▶ **DATA FOR THE TASK**:
--------------------

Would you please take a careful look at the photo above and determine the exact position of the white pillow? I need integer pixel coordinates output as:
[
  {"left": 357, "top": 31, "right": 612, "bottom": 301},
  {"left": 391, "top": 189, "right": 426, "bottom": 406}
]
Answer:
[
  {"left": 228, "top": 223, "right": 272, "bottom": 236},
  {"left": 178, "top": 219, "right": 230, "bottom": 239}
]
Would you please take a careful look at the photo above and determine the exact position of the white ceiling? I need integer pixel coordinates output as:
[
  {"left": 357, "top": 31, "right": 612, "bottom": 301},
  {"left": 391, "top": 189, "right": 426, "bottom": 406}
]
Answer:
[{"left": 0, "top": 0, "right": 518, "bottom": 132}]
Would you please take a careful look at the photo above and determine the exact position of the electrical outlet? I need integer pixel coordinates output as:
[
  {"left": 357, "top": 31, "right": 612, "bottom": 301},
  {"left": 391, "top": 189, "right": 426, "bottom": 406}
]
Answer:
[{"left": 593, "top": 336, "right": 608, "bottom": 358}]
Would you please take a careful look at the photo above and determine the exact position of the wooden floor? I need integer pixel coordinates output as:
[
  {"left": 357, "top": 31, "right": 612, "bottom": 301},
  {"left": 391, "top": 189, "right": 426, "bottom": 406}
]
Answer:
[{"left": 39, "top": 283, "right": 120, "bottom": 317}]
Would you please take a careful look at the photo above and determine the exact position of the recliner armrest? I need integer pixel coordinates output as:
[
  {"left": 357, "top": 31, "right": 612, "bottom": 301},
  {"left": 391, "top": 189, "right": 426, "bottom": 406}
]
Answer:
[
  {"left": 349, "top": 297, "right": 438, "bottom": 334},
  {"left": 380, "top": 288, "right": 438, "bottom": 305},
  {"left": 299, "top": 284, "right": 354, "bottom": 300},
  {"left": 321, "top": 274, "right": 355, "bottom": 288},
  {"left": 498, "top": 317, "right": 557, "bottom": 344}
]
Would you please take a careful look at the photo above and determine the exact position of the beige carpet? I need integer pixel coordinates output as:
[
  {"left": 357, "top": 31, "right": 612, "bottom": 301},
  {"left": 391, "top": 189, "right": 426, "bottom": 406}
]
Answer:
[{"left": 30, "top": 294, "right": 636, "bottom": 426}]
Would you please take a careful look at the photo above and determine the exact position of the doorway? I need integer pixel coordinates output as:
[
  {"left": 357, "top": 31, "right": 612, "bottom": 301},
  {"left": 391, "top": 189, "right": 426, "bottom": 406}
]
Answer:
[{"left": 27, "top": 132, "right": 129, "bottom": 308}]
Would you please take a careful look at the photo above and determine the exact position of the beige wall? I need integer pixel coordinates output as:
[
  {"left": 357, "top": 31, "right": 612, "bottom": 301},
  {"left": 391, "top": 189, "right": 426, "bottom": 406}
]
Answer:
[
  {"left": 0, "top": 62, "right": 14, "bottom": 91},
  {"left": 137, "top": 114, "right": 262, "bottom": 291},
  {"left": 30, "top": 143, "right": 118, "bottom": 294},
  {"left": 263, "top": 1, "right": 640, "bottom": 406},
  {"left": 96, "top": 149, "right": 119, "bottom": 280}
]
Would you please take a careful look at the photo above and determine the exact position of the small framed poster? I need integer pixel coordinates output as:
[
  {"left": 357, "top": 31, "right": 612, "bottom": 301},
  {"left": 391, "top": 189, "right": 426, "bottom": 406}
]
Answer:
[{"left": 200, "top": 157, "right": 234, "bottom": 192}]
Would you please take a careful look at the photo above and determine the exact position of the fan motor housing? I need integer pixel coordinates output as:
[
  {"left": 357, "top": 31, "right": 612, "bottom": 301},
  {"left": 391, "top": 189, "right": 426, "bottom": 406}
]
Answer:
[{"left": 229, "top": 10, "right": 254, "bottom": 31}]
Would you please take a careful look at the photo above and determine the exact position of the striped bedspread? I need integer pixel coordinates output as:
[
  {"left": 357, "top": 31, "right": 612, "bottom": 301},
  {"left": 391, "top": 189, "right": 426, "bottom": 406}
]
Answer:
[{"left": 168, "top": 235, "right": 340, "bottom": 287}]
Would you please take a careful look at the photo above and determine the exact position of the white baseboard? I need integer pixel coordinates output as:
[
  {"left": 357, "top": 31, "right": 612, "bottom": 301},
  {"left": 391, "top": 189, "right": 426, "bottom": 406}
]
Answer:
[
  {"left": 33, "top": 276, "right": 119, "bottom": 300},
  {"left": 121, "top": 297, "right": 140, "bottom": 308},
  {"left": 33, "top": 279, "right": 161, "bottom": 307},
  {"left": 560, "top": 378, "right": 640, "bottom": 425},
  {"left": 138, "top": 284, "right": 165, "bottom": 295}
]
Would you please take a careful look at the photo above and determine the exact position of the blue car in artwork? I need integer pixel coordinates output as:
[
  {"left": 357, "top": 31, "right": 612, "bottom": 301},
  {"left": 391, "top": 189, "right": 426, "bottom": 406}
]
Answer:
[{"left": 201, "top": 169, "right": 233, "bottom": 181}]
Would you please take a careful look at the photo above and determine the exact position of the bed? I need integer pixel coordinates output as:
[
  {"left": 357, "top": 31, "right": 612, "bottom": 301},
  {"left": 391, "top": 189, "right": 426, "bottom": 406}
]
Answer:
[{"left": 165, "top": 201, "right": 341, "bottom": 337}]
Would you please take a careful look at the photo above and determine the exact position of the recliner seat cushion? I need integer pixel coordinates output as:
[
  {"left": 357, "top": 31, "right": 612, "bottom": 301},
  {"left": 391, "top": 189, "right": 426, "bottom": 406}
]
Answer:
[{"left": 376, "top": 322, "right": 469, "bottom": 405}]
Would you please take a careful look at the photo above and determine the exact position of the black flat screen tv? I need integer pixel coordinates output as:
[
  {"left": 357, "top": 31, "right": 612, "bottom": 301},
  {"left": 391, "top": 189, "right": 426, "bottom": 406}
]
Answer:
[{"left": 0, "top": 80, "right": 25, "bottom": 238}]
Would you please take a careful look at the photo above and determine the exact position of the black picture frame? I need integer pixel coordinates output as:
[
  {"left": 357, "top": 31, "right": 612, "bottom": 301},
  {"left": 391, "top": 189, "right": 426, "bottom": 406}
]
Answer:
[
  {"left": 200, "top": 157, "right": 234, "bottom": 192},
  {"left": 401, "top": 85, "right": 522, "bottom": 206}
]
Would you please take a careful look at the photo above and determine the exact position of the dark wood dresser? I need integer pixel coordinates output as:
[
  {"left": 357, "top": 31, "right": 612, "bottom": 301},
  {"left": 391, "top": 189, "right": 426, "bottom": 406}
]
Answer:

--------------------

▶ **TASK STATEMENT**:
Please copy out the preceding data in full, exactly as written.

▶ **ANSWER AREA**:
Would you please take a careful look at the photo above and determine the exact position of the white pillow? I need integer pixel coordinates output as:
[
  {"left": 357, "top": 31, "right": 612, "bottom": 301},
  {"left": 391, "top": 189, "right": 426, "bottom": 406}
]
Answer:
[
  {"left": 228, "top": 223, "right": 272, "bottom": 236},
  {"left": 178, "top": 219, "right": 230, "bottom": 239}
]
Would you please take a careful look at the photo above and determine the exact position of the white ceiling? I need integer pixel coordinates output as:
[
  {"left": 357, "top": 31, "right": 612, "bottom": 301},
  {"left": 391, "top": 189, "right": 426, "bottom": 406}
]
Answer:
[{"left": 0, "top": 0, "right": 518, "bottom": 132}]
Would you please take a careful look at the photo above and determine the exact position of the electrical outlet? I need integer pixel coordinates output as:
[
  {"left": 357, "top": 31, "right": 612, "bottom": 301},
  {"left": 391, "top": 189, "right": 426, "bottom": 406}
]
Answer:
[{"left": 593, "top": 336, "right": 608, "bottom": 358}]
Would you please take a careful look at the photo above and determine the exact position of the wooden floor? I need integer pixel coordinates output as:
[
  {"left": 357, "top": 31, "right": 612, "bottom": 301},
  {"left": 391, "top": 189, "right": 426, "bottom": 406}
]
Answer:
[{"left": 39, "top": 283, "right": 120, "bottom": 317}]
Would you please take a careful look at the photo above and determine the exact position of the recliner armrest? I need integer pixel coordinates output as:
[
  {"left": 357, "top": 31, "right": 612, "bottom": 301},
  {"left": 391, "top": 189, "right": 426, "bottom": 406}
]
Answer:
[
  {"left": 349, "top": 297, "right": 438, "bottom": 334},
  {"left": 380, "top": 288, "right": 438, "bottom": 305},
  {"left": 299, "top": 284, "right": 354, "bottom": 300},
  {"left": 321, "top": 274, "right": 355, "bottom": 288},
  {"left": 498, "top": 317, "right": 557, "bottom": 344}
]
Would you please take a careful look at the photo above and determine the exact position of the beige carpet? I need integer pixel coordinates output as:
[
  {"left": 357, "top": 31, "right": 612, "bottom": 301},
  {"left": 391, "top": 189, "right": 426, "bottom": 406}
]
Answer:
[{"left": 30, "top": 294, "right": 636, "bottom": 426}]
Would you please take a careful look at the photo above and determine the exact position of the doorway? I need integer pixel coordinates output as:
[
  {"left": 357, "top": 31, "right": 612, "bottom": 301},
  {"left": 391, "top": 189, "right": 426, "bottom": 406}
]
Answer:
[{"left": 27, "top": 132, "right": 129, "bottom": 308}]
Would you please take a careful look at the photo above and determine the exact position of the beige wall? I need integer pixel coordinates output as:
[
  {"left": 357, "top": 31, "right": 612, "bottom": 301},
  {"left": 391, "top": 189, "right": 426, "bottom": 406}
]
Answer:
[
  {"left": 0, "top": 62, "right": 14, "bottom": 91},
  {"left": 137, "top": 114, "right": 262, "bottom": 291},
  {"left": 30, "top": 143, "right": 118, "bottom": 294},
  {"left": 263, "top": 1, "right": 640, "bottom": 406},
  {"left": 96, "top": 149, "right": 119, "bottom": 280}
]
Would you please take a careful look at the photo above and determine the exact position of the small framed poster? I need integer pixel coordinates output as:
[
  {"left": 357, "top": 31, "right": 612, "bottom": 301},
  {"left": 391, "top": 189, "right": 426, "bottom": 406}
]
Answer:
[{"left": 200, "top": 157, "right": 234, "bottom": 192}]
Would you please take a careful look at the photo above and determine the exact position of the fan motor housing? I need integer pixel coordinates output as:
[
  {"left": 357, "top": 31, "right": 612, "bottom": 301},
  {"left": 391, "top": 189, "right": 426, "bottom": 406}
]
Answer:
[{"left": 229, "top": 10, "right": 254, "bottom": 31}]
Would you please take a careful look at the photo above and determine the exact position of the striped bedspread? I need integer pixel coordinates output as:
[
  {"left": 357, "top": 31, "right": 612, "bottom": 301},
  {"left": 391, "top": 189, "right": 426, "bottom": 406}
]
Answer:
[{"left": 168, "top": 235, "right": 340, "bottom": 287}]
Would you please take a careful look at the photo above and determine the exact position of the white baseboard? I need integer pixel coordinates output as:
[
  {"left": 357, "top": 31, "right": 612, "bottom": 301},
  {"left": 391, "top": 189, "right": 426, "bottom": 406}
]
Answer:
[
  {"left": 33, "top": 276, "right": 119, "bottom": 300},
  {"left": 121, "top": 297, "right": 140, "bottom": 308},
  {"left": 33, "top": 279, "right": 161, "bottom": 307},
  {"left": 560, "top": 378, "right": 640, "bottom": 425},
  {"left": 138, "top": 284, "right": 165, "bottom": 295}
]
Would you please take a careful look at the photo above and determine the exact position of the blue car in artwork? I need integer pixel coordinates output as:
[
  {"left": 357, "top": 31, "right": 612, "bottom": 301},
  {"left": 391, "top": 189, "right": 426, "bottom": 406}
]
Answer:
[{"left": 201, "top": 169, "right": 233, "bottom": 181}]
Would you please take a careful look at the photo above and determine the exact position of the bed? I need integer pixel coordinates output as:
[
  {"left": 357, "top": 31, "right": 612, "bottom": 301},
  {"left": 391, "top": 189, "right": 426, "bottom": 406}
]
Answer:
[{"left": 165, "top": 201, "right": 341, "bottom": 337}]
Would you please take a careful look at the photo above and determine the exact position of the recliner seat cushion? I need integer pixel coordinates output as:
[
  {"left": 357, "top": 31, "right": 612, "bottom": 301},
  {"left": 391, "top": 189, "right": 426, "bottom": 406}
]
Answer:
[{"left": 376, "top": 322, "right": 469, "bottom": 405}]
Would you please take a careful look at the photo above and determine the exact position of the black flat screen tv? I need integer pixel coordinates output as:
[
  {"left": 357, "top": 31, "right": 612, "bottom": 301},
  {"left": 391, "top": 189, "right": 426, "bottom": 406}
]
Answer:
[{"left": 0, "top": 80, "right": 25, "bottom": 238}]
Would you please take a careful look at the photo above and determine the exact position of the black picture frame? I need integer pixel coordinates output as:
[
  {"left": 357, "top": 31, "right": 612, "bottom": 301},
  {"left": 391, "top": 189, "right": 426, "bottom": 406}
]
Answer:
[
  {"left": 200, "top": 157, "right": 234, "bottom": 192},
  {"left": 401, "top": 85, "right": 522, "bottom": 206}
]
Would you please take a careful look at the photo above and determine the exact position of the dark wood dresser? I need integer pixel coordinates output as:
[
  {"left": 357, "top": 31, "right": 612, "bottom": 301},
  {"left": 391, "top": 189, "right": 426, "bottom": 406}
]
Answer:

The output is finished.